**TASK DESCRIPTION**
Copy out the records below, putting "coarse mask" in place of every "rough mask" and leaving everything else untouched.

(Dataset entries)

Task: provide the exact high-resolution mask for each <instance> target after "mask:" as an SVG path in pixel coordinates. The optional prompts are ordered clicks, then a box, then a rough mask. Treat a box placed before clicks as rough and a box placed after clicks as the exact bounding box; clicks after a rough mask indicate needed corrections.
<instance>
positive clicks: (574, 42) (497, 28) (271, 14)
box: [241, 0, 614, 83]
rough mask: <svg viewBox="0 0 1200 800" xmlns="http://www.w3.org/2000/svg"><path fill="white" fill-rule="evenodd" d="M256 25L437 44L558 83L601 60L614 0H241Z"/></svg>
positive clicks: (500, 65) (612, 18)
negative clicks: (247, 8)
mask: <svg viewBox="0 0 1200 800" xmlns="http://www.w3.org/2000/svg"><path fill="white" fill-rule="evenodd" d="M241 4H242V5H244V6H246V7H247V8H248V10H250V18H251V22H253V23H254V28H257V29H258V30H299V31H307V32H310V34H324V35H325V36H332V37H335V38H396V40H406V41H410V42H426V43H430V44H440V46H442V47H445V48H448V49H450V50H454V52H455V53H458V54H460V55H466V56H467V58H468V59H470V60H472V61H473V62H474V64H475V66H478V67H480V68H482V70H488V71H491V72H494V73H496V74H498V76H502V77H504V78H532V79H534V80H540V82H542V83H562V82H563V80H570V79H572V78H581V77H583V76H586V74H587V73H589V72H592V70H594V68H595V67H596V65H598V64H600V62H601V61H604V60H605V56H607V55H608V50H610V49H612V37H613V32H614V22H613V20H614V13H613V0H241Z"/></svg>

**ANSWER AREA**
Task: provide the exact high-resolution mask for each <instance> target after "mask:" as an SVG path in pixel coordinates. The optional prompts are ordered clicks, then a box, then a coarse mask. Treat a box placed before clicks as rough and a box placed after clicks as the exact bounding box; clicks after a coarse mask indicate needed corrections.
<instance>
positive clicks: (574, 42) (497, 28) (271, 14)
box: [241, 0, 614, 83]
coarse mask: <svg viewBox="0 0 1200 800" xmlns="http://www.w3.org/2000/svg"><path fill="white" fill-rule="evenodd" d="M256 25L437 44L558 83L601 60L614 0H241Z"/></svg>
positive clicks: (500, 65) (612, 18)
negative clicks: (247, 8)
mask: <svg viewBox="0 0 1200 800" xmlns="http://www.w3.org/2000/svg"><path fill="white" fill-rule="evenodd" d="M241 4H242V5H244V6H246V7H247V8H248V10H250V18H251V22H253V23H254V28H257V29H258V30H299V31H307V32H310V34H324V35H325V36H332V37H335V38H396V40H406V41H410V42H426V43H430V44H440V46H442V47H445V48H448V49H450V50H454V52H455V53H458V54H460V55H466V56H467V58H468V59H470V60H472V61H473V62H474V64H475V66H478V67H480V68H482V70H488V71H491V72H494V73H496V74H498V76H502V77H504V78H532V79H534V80H540V82H542V83H562V82H563V80H570V79H572V78H581V77H583V76H586V74H587V73H589V72H592V70H594V68H595V67H596V65H598V64H600V62H601V61H604V60H605V56H607V55H608V50H610V49H612V37H613V32H614V22H613V20H614V13H613V0H241Z"/></svg>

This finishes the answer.